| Data in this exercise |
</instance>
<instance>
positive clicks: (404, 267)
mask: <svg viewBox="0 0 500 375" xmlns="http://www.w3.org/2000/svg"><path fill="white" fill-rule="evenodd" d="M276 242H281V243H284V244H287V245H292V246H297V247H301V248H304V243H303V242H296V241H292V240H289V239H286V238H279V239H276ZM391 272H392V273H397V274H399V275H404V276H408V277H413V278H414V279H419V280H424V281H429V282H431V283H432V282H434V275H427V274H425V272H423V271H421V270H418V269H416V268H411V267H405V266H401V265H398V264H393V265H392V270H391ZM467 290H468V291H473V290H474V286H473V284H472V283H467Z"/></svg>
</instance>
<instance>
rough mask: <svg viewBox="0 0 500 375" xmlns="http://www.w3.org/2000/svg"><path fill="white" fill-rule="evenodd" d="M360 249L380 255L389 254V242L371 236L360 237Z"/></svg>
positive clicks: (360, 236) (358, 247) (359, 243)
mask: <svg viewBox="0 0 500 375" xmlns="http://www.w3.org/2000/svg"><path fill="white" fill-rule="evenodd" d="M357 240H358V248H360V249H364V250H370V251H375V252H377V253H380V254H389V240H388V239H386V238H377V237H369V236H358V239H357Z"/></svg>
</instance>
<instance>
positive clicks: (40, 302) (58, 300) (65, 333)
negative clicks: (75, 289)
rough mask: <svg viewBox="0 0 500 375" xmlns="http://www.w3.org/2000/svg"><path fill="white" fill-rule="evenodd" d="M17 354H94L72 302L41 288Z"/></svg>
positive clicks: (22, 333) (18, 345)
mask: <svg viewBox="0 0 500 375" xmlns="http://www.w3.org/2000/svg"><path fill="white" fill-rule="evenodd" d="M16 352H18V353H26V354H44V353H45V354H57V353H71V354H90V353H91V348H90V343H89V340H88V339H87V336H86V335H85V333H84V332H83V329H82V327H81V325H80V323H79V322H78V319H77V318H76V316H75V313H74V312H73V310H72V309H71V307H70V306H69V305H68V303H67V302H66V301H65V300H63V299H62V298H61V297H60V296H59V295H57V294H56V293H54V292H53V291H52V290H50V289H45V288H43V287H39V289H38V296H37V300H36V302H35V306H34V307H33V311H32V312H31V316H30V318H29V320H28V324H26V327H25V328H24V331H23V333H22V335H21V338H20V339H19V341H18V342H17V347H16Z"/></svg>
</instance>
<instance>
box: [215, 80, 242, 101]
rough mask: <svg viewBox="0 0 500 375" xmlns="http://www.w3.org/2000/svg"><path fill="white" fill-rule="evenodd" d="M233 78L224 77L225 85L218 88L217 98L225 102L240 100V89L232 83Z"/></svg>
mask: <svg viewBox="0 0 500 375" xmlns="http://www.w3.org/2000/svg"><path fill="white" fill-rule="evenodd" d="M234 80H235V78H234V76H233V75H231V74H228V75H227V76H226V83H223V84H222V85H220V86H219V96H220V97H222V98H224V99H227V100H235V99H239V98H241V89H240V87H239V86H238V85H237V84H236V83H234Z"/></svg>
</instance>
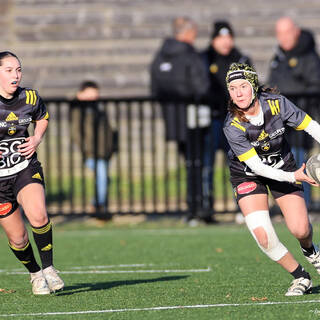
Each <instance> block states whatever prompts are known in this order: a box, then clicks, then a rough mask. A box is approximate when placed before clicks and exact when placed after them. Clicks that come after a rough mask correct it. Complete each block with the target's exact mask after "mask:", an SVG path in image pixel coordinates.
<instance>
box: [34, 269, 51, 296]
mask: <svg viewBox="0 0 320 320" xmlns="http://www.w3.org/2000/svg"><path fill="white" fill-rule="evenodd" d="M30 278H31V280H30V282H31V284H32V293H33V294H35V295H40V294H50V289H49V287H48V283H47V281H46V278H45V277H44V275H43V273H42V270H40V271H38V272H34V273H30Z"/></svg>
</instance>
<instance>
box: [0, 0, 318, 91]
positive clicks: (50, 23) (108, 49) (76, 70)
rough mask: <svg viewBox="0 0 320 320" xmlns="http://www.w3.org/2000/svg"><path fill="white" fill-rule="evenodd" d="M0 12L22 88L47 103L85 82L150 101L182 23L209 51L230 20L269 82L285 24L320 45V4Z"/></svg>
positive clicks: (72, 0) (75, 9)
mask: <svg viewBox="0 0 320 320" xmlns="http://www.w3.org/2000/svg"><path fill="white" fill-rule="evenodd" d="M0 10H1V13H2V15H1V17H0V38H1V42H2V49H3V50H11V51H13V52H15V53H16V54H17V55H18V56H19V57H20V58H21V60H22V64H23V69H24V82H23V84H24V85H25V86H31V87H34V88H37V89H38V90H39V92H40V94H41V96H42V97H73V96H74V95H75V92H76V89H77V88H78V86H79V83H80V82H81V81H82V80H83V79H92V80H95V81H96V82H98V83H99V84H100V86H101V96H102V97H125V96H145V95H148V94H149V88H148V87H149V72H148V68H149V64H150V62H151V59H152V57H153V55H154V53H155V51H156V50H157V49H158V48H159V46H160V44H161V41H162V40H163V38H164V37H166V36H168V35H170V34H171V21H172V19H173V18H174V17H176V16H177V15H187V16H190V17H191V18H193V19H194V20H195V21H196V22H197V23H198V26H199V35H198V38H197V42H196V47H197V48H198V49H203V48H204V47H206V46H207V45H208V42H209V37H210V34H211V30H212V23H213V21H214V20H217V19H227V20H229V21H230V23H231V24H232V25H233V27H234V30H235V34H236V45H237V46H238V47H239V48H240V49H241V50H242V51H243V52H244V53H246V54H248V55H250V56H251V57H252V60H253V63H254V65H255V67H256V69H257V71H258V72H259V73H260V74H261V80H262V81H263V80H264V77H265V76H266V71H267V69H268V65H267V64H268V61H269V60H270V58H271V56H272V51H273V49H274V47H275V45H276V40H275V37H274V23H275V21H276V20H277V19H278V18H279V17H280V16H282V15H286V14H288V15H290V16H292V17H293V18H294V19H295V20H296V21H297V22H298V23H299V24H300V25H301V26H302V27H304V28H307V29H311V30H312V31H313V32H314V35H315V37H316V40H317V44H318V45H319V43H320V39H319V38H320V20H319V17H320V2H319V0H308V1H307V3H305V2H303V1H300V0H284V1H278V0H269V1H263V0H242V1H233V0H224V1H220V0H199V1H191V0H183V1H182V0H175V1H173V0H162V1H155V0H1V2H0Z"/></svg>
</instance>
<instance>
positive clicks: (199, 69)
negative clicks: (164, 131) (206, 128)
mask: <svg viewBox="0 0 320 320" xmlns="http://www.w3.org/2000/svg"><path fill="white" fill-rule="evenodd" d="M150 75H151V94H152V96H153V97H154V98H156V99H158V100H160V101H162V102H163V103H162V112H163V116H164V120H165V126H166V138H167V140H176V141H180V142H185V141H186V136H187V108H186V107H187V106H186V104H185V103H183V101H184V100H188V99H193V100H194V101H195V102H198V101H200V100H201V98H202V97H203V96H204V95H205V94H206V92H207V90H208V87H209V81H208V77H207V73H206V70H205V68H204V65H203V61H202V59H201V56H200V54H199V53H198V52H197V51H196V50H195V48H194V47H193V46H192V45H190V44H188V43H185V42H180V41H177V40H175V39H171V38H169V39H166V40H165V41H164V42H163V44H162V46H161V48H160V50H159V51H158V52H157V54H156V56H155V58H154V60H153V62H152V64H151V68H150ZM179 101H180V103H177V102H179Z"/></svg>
--
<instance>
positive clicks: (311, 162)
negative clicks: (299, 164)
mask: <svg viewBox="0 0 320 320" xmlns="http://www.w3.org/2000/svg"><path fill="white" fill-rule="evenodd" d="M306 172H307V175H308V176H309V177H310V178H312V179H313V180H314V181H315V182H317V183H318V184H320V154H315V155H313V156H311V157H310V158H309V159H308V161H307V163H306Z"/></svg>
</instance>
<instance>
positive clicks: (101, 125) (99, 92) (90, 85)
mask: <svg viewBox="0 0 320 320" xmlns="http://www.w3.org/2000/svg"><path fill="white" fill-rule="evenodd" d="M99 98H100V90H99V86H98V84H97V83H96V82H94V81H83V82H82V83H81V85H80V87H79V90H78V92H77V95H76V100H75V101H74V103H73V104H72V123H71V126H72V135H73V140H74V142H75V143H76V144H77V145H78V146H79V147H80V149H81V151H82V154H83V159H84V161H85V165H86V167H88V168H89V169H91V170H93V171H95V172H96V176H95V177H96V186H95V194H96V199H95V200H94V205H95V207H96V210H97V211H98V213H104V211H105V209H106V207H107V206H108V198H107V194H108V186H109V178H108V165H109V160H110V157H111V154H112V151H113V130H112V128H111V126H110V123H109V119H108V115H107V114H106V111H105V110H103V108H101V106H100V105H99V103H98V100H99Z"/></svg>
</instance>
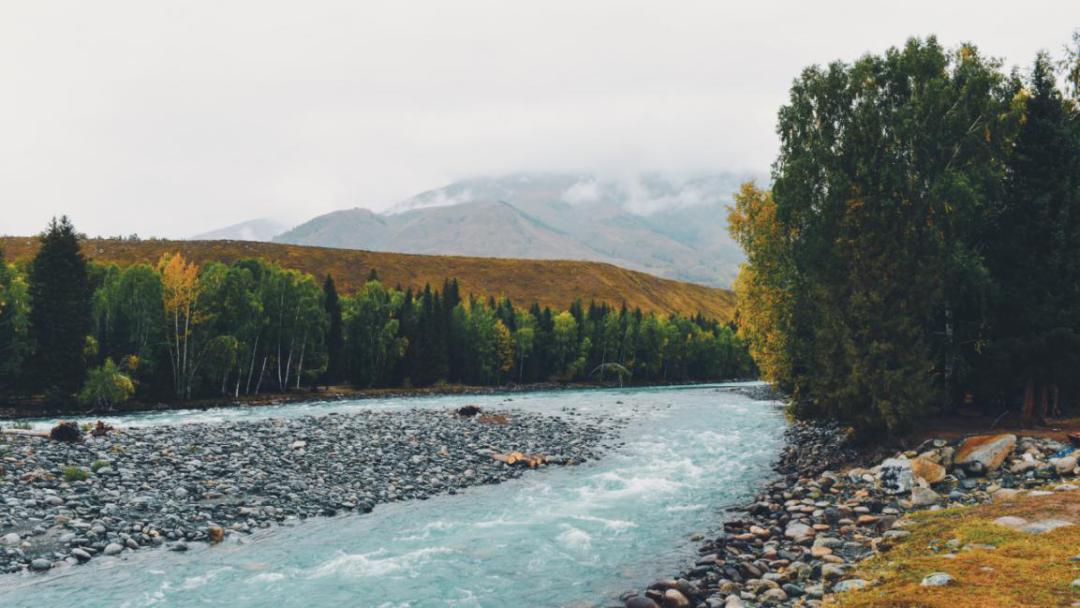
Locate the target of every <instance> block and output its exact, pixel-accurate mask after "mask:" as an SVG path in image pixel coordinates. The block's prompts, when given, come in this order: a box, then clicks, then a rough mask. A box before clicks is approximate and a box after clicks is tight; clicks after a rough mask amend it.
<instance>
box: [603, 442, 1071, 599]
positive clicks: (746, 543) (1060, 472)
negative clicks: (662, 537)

| Task instructions |
Lines holding "order" in the material above: report their number and nothing else.

| Exercise result |
2